(Records from a collection)
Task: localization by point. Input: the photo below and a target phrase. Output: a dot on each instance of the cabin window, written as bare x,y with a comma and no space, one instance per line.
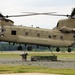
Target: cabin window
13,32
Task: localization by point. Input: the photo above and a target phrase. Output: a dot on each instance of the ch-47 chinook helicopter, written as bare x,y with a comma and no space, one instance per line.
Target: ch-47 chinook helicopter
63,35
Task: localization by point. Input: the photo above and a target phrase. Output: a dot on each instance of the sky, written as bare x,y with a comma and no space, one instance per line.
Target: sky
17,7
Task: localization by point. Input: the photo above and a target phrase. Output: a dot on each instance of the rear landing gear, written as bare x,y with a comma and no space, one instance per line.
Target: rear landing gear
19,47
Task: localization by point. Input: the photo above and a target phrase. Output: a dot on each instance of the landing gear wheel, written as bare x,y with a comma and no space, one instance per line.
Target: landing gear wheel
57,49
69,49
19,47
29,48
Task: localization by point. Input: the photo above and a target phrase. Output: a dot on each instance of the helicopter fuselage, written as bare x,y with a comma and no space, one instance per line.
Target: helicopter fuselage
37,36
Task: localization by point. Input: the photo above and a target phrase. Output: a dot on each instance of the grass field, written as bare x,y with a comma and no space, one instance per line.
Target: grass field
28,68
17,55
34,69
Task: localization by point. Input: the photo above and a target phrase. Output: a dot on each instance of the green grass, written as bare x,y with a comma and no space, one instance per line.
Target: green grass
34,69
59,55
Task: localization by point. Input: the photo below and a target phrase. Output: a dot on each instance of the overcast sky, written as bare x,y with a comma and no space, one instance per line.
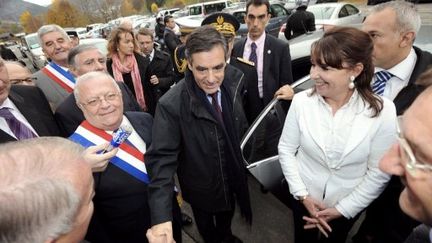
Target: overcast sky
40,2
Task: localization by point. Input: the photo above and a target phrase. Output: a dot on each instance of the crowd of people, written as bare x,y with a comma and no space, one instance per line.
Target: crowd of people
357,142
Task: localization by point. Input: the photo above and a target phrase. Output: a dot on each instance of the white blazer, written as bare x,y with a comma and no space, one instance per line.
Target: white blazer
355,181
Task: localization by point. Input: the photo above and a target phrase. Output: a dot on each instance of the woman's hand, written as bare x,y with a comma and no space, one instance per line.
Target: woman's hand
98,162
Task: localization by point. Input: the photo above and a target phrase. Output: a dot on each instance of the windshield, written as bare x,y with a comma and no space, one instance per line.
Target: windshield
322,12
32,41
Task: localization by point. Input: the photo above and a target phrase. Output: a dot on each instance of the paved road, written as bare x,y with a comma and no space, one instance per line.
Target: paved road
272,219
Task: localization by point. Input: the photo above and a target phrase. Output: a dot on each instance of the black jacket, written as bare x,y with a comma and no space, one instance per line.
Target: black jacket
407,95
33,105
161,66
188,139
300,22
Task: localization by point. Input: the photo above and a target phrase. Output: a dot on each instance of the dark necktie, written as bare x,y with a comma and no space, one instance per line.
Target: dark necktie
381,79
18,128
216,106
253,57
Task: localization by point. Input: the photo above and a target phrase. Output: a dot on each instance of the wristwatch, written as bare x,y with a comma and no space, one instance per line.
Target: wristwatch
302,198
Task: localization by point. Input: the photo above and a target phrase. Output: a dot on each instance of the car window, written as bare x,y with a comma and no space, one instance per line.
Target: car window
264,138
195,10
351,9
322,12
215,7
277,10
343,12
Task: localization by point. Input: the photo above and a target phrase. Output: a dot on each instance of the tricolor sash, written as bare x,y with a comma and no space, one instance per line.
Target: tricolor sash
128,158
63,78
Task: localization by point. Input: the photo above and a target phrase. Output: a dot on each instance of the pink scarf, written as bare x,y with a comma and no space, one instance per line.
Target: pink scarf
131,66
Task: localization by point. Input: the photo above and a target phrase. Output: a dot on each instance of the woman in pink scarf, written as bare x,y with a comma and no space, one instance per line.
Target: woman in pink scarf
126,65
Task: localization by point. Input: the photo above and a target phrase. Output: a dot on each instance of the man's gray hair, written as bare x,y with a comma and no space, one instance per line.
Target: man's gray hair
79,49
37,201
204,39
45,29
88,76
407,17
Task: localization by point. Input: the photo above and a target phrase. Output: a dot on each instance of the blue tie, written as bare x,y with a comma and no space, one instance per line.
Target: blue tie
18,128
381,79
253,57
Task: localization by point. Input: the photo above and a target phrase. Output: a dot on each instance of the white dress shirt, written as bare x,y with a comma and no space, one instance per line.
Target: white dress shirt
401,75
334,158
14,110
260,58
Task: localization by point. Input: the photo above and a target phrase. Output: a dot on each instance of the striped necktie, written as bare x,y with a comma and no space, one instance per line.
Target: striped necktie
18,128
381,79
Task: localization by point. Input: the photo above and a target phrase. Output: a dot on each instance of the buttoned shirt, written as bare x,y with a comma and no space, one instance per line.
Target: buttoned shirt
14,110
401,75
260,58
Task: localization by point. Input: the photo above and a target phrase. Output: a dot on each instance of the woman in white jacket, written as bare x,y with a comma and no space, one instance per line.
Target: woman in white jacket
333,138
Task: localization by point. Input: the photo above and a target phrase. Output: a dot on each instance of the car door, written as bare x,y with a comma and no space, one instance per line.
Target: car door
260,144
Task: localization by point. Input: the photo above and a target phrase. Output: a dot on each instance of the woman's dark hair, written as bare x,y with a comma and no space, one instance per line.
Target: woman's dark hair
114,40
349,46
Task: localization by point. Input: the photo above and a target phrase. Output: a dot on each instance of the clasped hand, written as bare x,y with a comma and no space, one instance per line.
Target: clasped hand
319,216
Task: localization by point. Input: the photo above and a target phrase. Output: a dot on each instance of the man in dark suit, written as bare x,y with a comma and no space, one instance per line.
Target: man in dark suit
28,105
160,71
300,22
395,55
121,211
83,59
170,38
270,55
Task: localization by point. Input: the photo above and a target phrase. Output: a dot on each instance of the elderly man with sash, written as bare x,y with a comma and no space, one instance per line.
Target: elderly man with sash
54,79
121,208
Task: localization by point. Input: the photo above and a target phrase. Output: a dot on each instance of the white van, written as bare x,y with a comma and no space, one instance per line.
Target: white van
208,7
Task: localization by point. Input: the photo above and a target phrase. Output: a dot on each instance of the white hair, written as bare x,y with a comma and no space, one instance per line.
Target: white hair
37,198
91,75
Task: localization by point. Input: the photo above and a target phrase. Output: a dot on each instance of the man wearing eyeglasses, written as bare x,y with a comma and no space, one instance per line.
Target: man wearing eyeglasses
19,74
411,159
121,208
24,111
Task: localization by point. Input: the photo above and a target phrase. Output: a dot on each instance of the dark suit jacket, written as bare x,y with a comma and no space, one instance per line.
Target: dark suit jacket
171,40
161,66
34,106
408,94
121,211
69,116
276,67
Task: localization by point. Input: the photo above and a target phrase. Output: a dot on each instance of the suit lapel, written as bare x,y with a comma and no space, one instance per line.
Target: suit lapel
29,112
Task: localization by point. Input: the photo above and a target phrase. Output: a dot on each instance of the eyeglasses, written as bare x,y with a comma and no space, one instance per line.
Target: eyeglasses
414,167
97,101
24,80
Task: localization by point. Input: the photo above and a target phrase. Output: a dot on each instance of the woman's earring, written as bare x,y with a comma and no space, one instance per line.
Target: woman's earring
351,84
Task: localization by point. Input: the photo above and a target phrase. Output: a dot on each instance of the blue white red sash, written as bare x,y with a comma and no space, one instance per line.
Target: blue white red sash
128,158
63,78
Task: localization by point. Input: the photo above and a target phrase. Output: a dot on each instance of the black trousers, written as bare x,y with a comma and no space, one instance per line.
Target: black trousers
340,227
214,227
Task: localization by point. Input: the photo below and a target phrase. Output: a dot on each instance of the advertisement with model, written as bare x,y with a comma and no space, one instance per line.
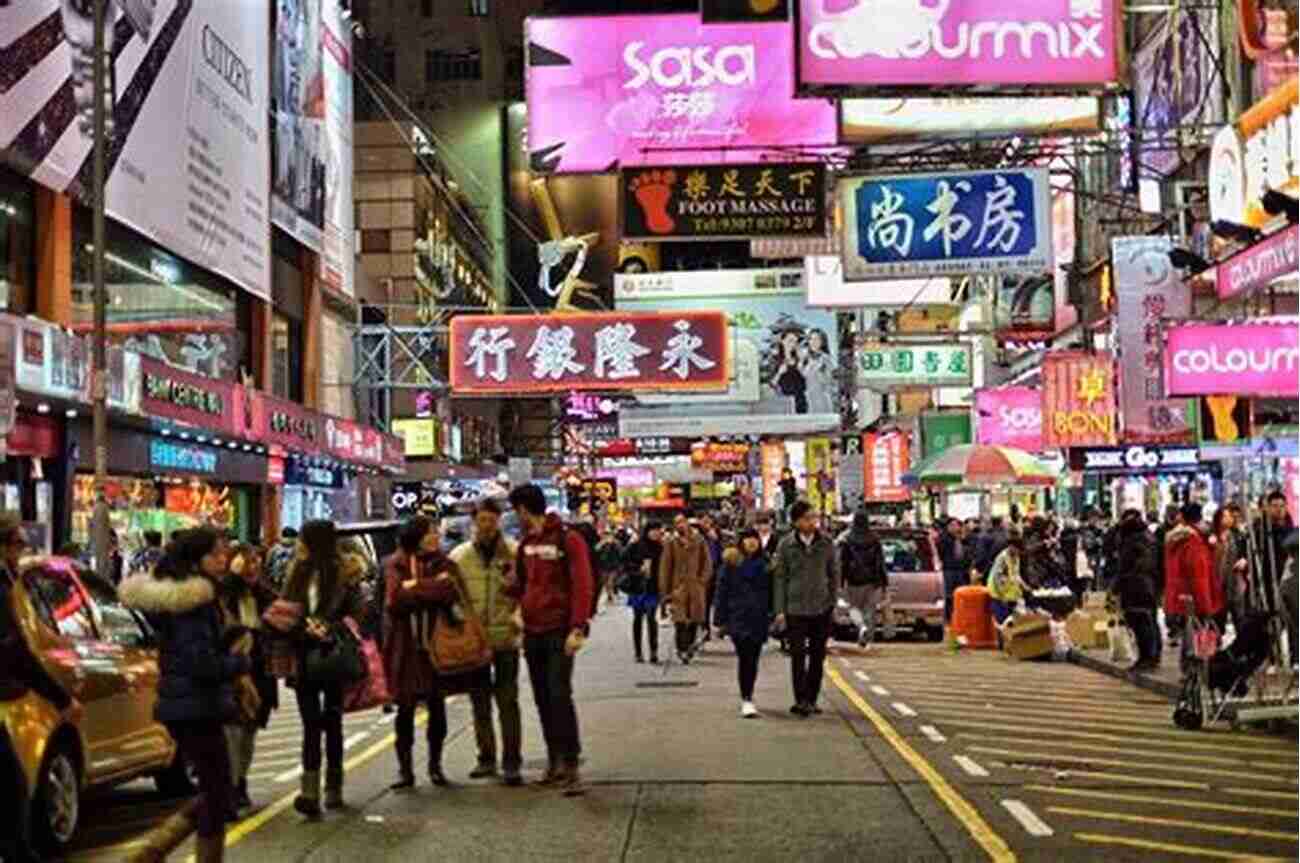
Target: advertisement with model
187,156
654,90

• EXERCISE BRIEF:
The full data, repeated exactly and stripped of its pictures, is the expected answer.

• RESPONSE TO THIS EXERCISE:
Task: localization by point. Input: the photo below and a target phrase. Output: a dot on each instance of the cabin window, written as bare x,y with a comma and no space, one instance per line.
Target: cabin window
13,32
Task: localization by point. Input: the photo above and a target phrase. Output: a dot on each instance of the ch-47 chinook helicopter, written as bare x,y with a comma and no space, one instance per line.
Target: ch-47 chinook helicopter
63,35
Task: localization by point. Input: the photo above and a target phrase. Output: a dot on each instance of the sky, written as bare x,y with a comma and no space, one instance per line.
Target: sky
17,7
Task: localization by point. Input: the photo above and a target phrase. Output: a dot on each instance of the rear landing gear, written as bare x,y with a comma and no space, one instance per line.
Target: rear landing gear
19,47
Task: localization by point. Input: the photo above and a target phrase. Output: a dot on each instance of the landing gear wheel, written as bare x,y with a comma and no space, one instance per line.
Target: landing gear wheel
57,49
69,49
19,47
29,48
Task: localization by point. Input: the photo above and a target phrase. Output: a dot on each instance of the helicopter fuselage, written as bare x,y with a comma and no space, one instance per line.
Target: helicopter fuselage
37,36
Task: localization by point. Input: the photo above and a target phrase. Output: a dot on each instance of the grass field, written as bare x,y with a comma and no space, one instance per line.
Target: grass field
28,68
17,55
34,69
Task: localization by point. Input: the photo above and a target phrase. Output: a dot on each instance of the green grass, written as bare x,y with a comma and no space, one instance per line.
Target: green grass
34,69
59,55
Task: localization by point. Input: the photo below and a target phrase. Output: a dot on each instance of the overcast sky, written as bare x,y with a comma and no space, one instance per line.
Target: overcast sky
40,2
Task: localization by point. Input: the photo above and a target phrase. Output: a dot on each instance of the crowd of people, written as bare x,y with a comma and no space, one instance per line.
Target: crowd of people
357,142
Task: localization by point. Input: the photo above and a target phrase. Output: a dot on each instance of the white blazer, written as bare x,y with a comma and no space, one instance per line.
Target: white blazer
355,181
Task: localization by point. Input: the photo above and a target phrase. Output: a dot on each instance of the woman's hand, written as bare x,y with a comma and no space, one instance per line.
Target: woman's hand
98,162
Task: localization by point. Input: the photo above and a target phrase. Output: a dot on each instance of the windshield, written as bare x,y with a comma and no space, one instance per line.
Target: windshield
322,12
32,41
Task: localization by point. Input: the photo above and a target phrase. Output: a dot on each instance of the paved road, written as bare x,y with a comma and no space, one instance per line.
Target: paved road
272,219
Task: localization by point. Input: the photo above and a target phrase. Output: a dot on each instance of the black jacket, written as bare x,y with a comma and no space, one instance per line.
Target: black jacket
407,95
33,105
161,66
188,139
300,22
Task: localization by point. Input: the photo above and a target phrase. Output: a dot on each instance of the dark necktie, written as bare x,y with a comma and no space, one instance per line.
Target: dark necktie
381,79
18,128
216,106
253,57
Task: localization by point. Input: the photo above and a target phrase. Output: a dot on each instance of the wristwatch, written as bare x,y with a comma and no space, one instance per line.
Target: wristwatch
302,198
Task: localization by point. Input: the photo above and a target phrase. Output: a dot on each instance of the car window, written as bare x,y with a comma and no space, one instance per line.
Target: car window
264,138
195,10
351,9
322,12
215,7
277,10
343,12
Task: localization by point. Input: the photo above and a target phrase. Output: a dot on each instance of the tricolor sash, written as bare x,y with a comma and no space, one instance per line.
Target: tricolor sash
128,158
63,78
Task: localization by point. Input: the photo above and a target phrase. Output: a dot on each instance of the pink scarf, written as bare x,y with a comma and no space, one instance per line.
Target: pink scarf
131,66
Task: localization by point. Input: the photo above and a target phrase. Output: a dot on each instance of the woman in pink scarf, written as bare x,y with a comma and no space, one instance per line.
Target: woman in pink scarf
126,65
Task: localization by point. Input: the photo above and a target phrase. Output: a dot on each instance of the man's gray hair, written as bare x,y with a comma and no space, one instance per line.
Target: man's gray hair
79,49
37,201
204,39
45,29
88,76
407,17
Task: localization by point. Input: the photo above and a target phrase. Output: a dot on each instance of the blue tie, written as bare x,y with a comma and no space, one instance per line.
Target: blue tie
18,128
381,79
253,57
Task: localization by point. Input: the photo above and a target phrase. Output: a dot on each instance of the white dress shirt, written as bare x,y with a comma and no space, one instance per line.
Target: white dress shirt
401,75
334,158
14,110
260,58
Task: localization by point. Input: the photo above and a target phrase. Output: a dot on each instance of the striped necktie, written as bare x,y with a comma and no space, one instance per line.
Target: striped necktie
18,128
381,79
Task: localization by point. Input: the photo above and a target phrase. Output: a dot on each instance of the buttoned shirt, written as bare x,y with a comma and no space, one instance per line.
Target: buttoned shirt
14,110
401,75
260,58
Task: localization by point. Input: the photo above and a target phrase. Output: a dot on each instance of the woman in white jacket, written as bare x,y with a comma and no space, one instance per line.
Target: woman in white jacket
333,138
Task: localization by point. Input: the photo above and a target phrase. Output: a dot on each instance of the car door, written as bare x,y with a comma and no space, one instance per line.
Target: car door
260,144
Task: localization by point. Input: the photo above and a target phrase. Output: a dot on each instance of the woman's dark hair, written as bare x,y with a comma and no space, one instance per line.
Target: woman's dark hair
114,40
349,46
Task: localization by point. Input: the photo above and a target phrase. Output: a dot on each instance of the clasped hand, written as bare x,y with a comma and no space, one instance per line.
Target: clasped hand
319,216
Task: localization by point. Input: the photo above and a target phrase. Output: a dot on each instance of the man in dark suit, written as bare x,y with a comma and no space, one instance per line.
Target: man in dark suit
28,105
160,71
300,22
395,55
121,211
83,59
170,38
270,55
Task: localization by point. Input: the photo above and a target phrase. Output: a dot on each instance of the elderly man with sash, written as bare x,y with a comma and no space, one instance per line.
Target: elderly man with sash
54,79
121,208
Task: localization by point. Input: the photo above and a target phrase. Output: a dot on each instance of the white van, written as bare x,y with a comma and no space, one instance per line.
Target: white van
208,7
Task: localization by point. Input: the photo above and a target phrase. Output: a dot on each instance of the white hair, written as bare x,y with a comma and no space, one instance per line.
Target: white hair
37,198
91,75
Task: localization by point. Input: the photo above and a target phrase. Output: a dot on each instance of the man wearing eyeglasses, written as bare x,y with a comma and no space, one instance per line.
Target: man wearing eyeglasses
19,74
411,159
121,208
24,111
Task: localization by point. Input: the photo above and a target phrase. Output: a dot on each instance of the dark suit jacket, written as bare x,y with a comma and no space, one instance per line.
Target: dark suit jacket
171,40
161,66
34,106
408,94
121,211
69,116
276,67
Task: localization by point. Input: the photo above and a target phrase. Output: a dot on each instance of the suit lapel, written as bare x,y with a comma and no space, one instance per line.
Target: suit lapel
29,112
Task: localization by point. Input: the photo above and a target phrase. Output: a dot on each instance of the eyeglasses, written as bare x,y with a comma and no space, one instance per line.
Target: eyeglasses
414,167
97,101
24,80
Task: localization by point. Input: the photo above and a target phrase. Output: a dot on each instance of the woman's earring, written as bare x,y with a comma and no space, one instance per line.
Target: woman's earring
351,84
Task: localization by point. Input: the photo above and a target phrase. Output: a dot on each instance of the blue white red sash, written as bare x,y with a comma and no space, one instance per line.
Target: blue white red sash
128,158
63,78
Task: localization by point. Input: the photo above and a target phrase. Output: a dot on each instance of the black trousers, written as bare x,y with a comma and no space, one instance per line.
Target: black trousers
340,227
214,227
Task: localization by point. Input: the photo below and a target phrase. Output: a dot on each instance of the advertisement with model, written as bare x,y with a comma and no space, one instance per line.
Target: advertisement with model
187,156
654,90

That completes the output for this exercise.